■ **The request**:
Edit the records below by replacing every "Input query" with "Search term", and leave all other text unchanged.

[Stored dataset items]
+ + + + + + +
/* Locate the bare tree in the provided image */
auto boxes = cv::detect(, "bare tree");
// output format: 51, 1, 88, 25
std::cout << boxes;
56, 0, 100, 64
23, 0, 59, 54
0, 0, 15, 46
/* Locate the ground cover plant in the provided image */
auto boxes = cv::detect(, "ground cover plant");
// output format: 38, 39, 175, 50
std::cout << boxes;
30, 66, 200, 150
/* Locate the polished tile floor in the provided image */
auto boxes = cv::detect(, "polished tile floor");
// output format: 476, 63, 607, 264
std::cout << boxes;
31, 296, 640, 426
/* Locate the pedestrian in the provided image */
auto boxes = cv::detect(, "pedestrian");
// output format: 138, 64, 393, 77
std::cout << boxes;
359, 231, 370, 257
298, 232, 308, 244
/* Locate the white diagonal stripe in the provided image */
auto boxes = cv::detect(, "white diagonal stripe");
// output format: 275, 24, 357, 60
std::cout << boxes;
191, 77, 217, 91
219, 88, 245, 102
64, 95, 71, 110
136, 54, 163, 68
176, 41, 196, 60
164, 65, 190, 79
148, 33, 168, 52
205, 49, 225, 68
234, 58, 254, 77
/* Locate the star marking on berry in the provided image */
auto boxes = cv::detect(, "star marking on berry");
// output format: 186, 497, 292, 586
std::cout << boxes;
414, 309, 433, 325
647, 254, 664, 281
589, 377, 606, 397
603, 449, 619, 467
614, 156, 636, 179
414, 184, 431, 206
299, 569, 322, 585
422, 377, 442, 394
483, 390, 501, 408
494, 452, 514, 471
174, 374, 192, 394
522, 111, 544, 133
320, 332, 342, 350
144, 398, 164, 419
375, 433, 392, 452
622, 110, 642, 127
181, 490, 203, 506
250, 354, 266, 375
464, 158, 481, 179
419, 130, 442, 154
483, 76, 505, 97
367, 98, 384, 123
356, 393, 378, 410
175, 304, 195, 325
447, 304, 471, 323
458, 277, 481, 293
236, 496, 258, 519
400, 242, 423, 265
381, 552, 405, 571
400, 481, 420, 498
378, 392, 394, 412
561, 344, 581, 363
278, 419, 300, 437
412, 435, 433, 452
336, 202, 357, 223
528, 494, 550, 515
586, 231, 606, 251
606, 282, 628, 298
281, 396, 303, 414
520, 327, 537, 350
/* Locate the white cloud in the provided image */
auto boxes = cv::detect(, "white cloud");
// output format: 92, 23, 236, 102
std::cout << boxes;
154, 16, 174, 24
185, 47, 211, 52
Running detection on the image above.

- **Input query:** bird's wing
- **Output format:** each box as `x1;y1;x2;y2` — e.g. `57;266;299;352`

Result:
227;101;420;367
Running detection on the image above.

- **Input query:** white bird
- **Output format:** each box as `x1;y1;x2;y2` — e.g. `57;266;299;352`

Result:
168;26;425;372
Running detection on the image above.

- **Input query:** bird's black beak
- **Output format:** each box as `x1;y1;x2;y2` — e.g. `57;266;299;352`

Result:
+ + + + + + +
■ **Result of the task**:
/* Locate the bare tree in the provided image */
auto boxes = cv::detect(, "bare tree");
// output format: 51, 1, 88, 25
std::cout << boxes;
56, 0, 100, 64
23, 0, 59, 54
0, 0, 15, 46
/* Locate the ground cover plant in the provided image */
auto boxes = cv::detect(, "ground cover plant");
// output format: 38, 39, 175, 50
std::cout << boxes;
30, 66, 200, 150
/* Locate the polished tile floor in the provided image */
auto boxes = cv::detect(, "polished tile floor");
// output format: 476, 63, 607, 264
std::cout << boxes;
31, 296, 640, 426
/* Locate the pedestrian in the provided image */
auto boxes = cv::detect(, "pedestrian");
// output format: 138, 64, 393, 77
std::cout << boxes;
359, 231, 370, 257
298, 232, 308, 244
/* Locate the white diagonal stripe in the provided image */
auto boxes = cv::detect(, "white diagonal stripe");
// output format: 275, 24, 357, 60
std::cout << boxes;
191, 77, 217, 91
219, 88, 245, 102
64, 95, 71, 110
136, 54, 163, 68
176, 41, 196, 60
164, 65, 190, 79
148, 33, 168, 52
205, 49, 225, 68
234, 58, 254, 77
/* Locate the star marking on berry in the provided image */
auto boxes = cv::detect(, "star marking on berry");
// output format: 186, 497, 292, 586
std::cout << boxes;
414, 309, 433, 325
647, 254, 664, 281
589, 377, 606, 397
603, 449, 619, 467
614, 156, 636, 179
414, 184, 431, 206
299, 569, 322, 585
422, 377, 442, 394
483, 390, 501, 408
494, 452, 514, 471
174, 374, 192, 394
522, 111, 544, 133
320, 332, 342, 350
144, 398, 164, 419
375, 433, 392, 452
622, 110, 642, 127
181, 490, 203, 506
250, 354, 266, 375
464, 158, 481, 179
419, 130, 442, 154
483, 76, 505, 97
367, 98, 384, 123
356, 393, 378, 410
175, 304, 195, 325
447, 304, 471, 323
458, 277, 481, 293
236, 496, 258, 519
400, 242, 423, 265
381, 552, 405, 571
400, 481, 420, 498
378, 392, 394, 412
561, 344, 581, 363
278, 419, 300, 437
412, 435, 433, 452
336, 202, 357, 223
528, 494, 550, 515
586, 231, 606, 251
606, 282, 628, 298
281, 396, 303, 414
520, 327, 537, 350
/* Locate the white cloud in the provided image */
auto boxes = cv::detect(, "white cloud");
// output format: 92, 23, 236, 102
std::cout << boxes;
154, 16, 174, 24
185, 47, 211, 52
Running detection on the image above.

- **Search term:** bird's wing
- **Output format:** each box as `x1;y1;x2;y2` — e.g. `57;266;299;352`

Result:
227;101;420;367
Running detection on the image above.

- **Search term:** white bird
- **Output format:** each box as `x1;y1;x2;y2` — e.g. `57;266;299;352`

Result:
168;26;425;372
Running detection on the image above.

- **Search term:** bird's black beak
- **Output format:** each box as `x1;y1;x2;y2` — e.g. `57;266;299;352`

Result:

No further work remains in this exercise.